» **PROMPT**:
Answer these questions from the text below on agriculture in Uganda, writing each answer on its own line marked 1., 2., 3.:
1. What share of the working population does the agricultural sector employ?
2. What percentage of the country's export does coffee contribute?
3. To what does the text say Uganda is highly vulnerable?

» **TEXT SEGMENT**:
···
Key Highlights presented at the dialogue:

Agriculture is the back bone of the Uganda’s economy and thus contributes the biggest part of the country’s GDP. The sector supports millions of livelihoods and employs 70% of the working population of whom 71% are women. It provides raw materials for non-agricultural sectors. The sector accounted for 20% of GDP in the fiscal year 2017/2018 and 43% of export earnings. Coffee is the main cash crop that contributes 19% of the country’s export and the Government has planned to increase production to 1.33 million tonnes of processed coffee by 2020 (Ministry Agriculture Animal Industry and Fisheries Report – 2018). Increase in agricultural production and productivity leads to increase in the income of the rural population. This makes agriculture an entry point for poverty eradication across the country.

Agriculture’s contribution to GDP according to Uganda bureau of statistics (UBOS) dropped to 21% in the 2017/18 financial year compared to 21.5% in 2016/17. The drop has been consistent and is reflected in the other financial years. According to the report Uganda is highly vulnerable to climate change which not only affected agricultural output but has long term effects such as entrenching poverty especially among the rural communities.
···
» **MATERIAL**:
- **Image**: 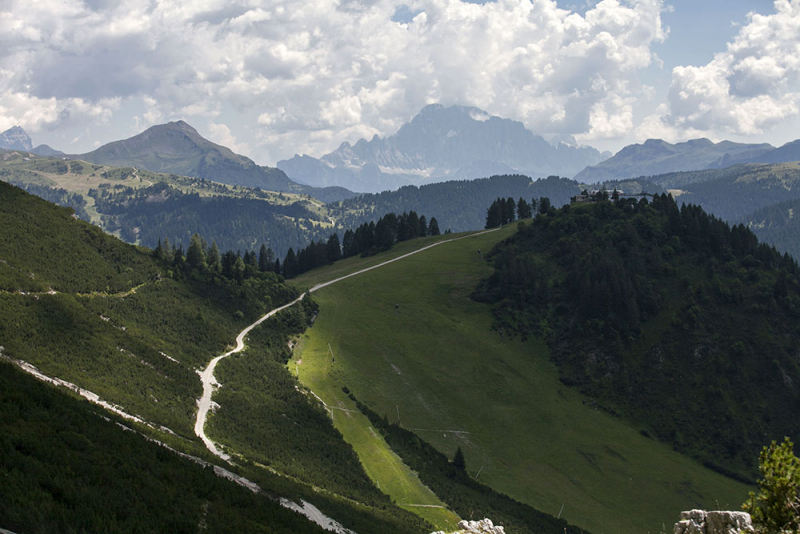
···
» **FULL OUTPUT**:
1. 70%
2. 19%
3. Climate change